Task prompt
Please copy out the material below word for word, everything from the line containing "Find the driveway;" down to the end of the material, including that first line.

** start of Stored rows **

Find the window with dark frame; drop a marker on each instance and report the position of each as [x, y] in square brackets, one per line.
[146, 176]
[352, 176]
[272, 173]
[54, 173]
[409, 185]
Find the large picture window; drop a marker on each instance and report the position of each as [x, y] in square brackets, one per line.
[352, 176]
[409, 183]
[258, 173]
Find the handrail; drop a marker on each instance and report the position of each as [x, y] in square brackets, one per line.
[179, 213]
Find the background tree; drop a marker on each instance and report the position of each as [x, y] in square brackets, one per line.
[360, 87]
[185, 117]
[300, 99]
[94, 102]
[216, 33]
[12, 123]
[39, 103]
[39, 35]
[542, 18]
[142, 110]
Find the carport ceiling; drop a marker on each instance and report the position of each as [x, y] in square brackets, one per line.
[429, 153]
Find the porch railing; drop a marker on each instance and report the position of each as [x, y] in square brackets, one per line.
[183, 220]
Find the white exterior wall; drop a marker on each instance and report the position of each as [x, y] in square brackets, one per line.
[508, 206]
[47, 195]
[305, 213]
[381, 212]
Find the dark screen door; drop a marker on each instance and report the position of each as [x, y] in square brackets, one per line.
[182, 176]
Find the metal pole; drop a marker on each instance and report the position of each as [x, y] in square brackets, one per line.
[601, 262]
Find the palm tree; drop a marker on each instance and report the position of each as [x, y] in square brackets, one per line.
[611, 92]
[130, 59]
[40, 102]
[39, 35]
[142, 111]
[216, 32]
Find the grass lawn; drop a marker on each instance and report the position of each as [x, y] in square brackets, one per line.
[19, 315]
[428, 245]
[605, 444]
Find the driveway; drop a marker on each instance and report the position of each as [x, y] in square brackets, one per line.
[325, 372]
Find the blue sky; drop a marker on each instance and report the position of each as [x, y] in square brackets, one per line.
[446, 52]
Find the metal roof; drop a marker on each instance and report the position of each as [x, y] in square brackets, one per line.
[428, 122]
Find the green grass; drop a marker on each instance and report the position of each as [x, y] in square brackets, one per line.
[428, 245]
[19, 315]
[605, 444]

** end of Stored rows **

Answer to this exercise
Find the driveway; drop a marker on each instance and report the position of each as [x, y] in square brackets, one per line.
[325, 372]
Find the blue sky; drop a marker on each instance and report the position of each as [x, y] in square brackets, one per line.
[446, 52]
Find the metal roof; drop a marker on each instance and report the position of each as [x, y] in square brackets, one per line.
[428, 122]
Find the green grass; drop a marker on each instance and report the position of each as [x, y] in square brackets, one per line.
[428, 245]
[19, 315]
[605, 444]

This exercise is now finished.